* [Passage given]

The intense and emotional nature of the negotiations is not unusual at this stage of the game. What was meant to be an interim negotiating session whose main role was to produce a timeline from now until the final COP in Paris where a new agreement is to be struck, turned into a battle over familiar, longstanding issues that are inextricably tied to the negotiations on an eventual treaty. Ultimately negotiators were able to achieve compromises on a series of controversial issues—evidence that there is space for agreement and that political momentum is ramping up.

Hard fought compromises were made on issues such as reducing emissions from deforestation and degradation (REDD+), and loss and damage (financial compensation for developing countries most vulnerable to the effects of climate change for damages they would incur as temperatures increase). Crucially, a timetable was put forward to guide negotiations over the coming two years, which was arguably the most important and anticipated outcome of the talks. Small steps were made on discussions of financial contributions to fill existing funding mechanisms like the Adaptation Fund and Green Climate Fund, although this is an area of the UNFCCC process that is among the most contentious and cuts across almost every single issue under negotiation. Here are some highlighted outcomes in four major negotiating areas:

1. Structure and timeline of the 2015 agreement

Compromise was reached on the framework for a 2015 agreement, resulting in a new text for the Durban Platform for Enhanced Action (ADP) that will form the basis of negotiations going forward. The key portion of text reads: All nations should “initiate or intensify domestic preparations for their intended nationally determined contributions.” The hard-won language of “contributions” is intentionally vague and steps back from language sought by others that called for “commitments,” which would have implied mandatory actions as opposed to weaker voluntary actions. Additionally, it was agreed that these “contributions” should be ready by the end of the first quarter of 2015. The United States is among those advocating pledges be made by the end of the first quarter of 2015, while the European Union would like to see pledges on the table in 2014. The earlier countries are able to put forward pledges, the more likely a robust international review of these pledges can take place before the 2015 agreement is finalized.

* [Data block]
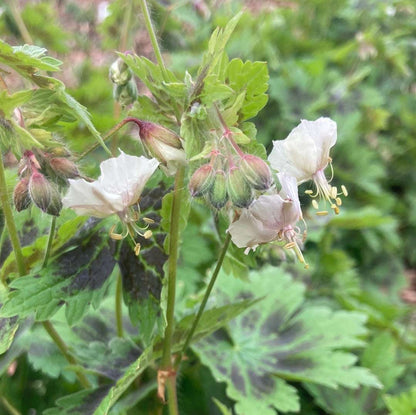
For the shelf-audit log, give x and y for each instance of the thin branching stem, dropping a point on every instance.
(206, 296)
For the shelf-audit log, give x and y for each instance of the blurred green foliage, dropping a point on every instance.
(351, 60)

* [Work instructions]
In the passage on the climate talks, by what point were the nationally determined contributions supposed to be ready?

* [Full output]
By the end of the first quarter of 2015.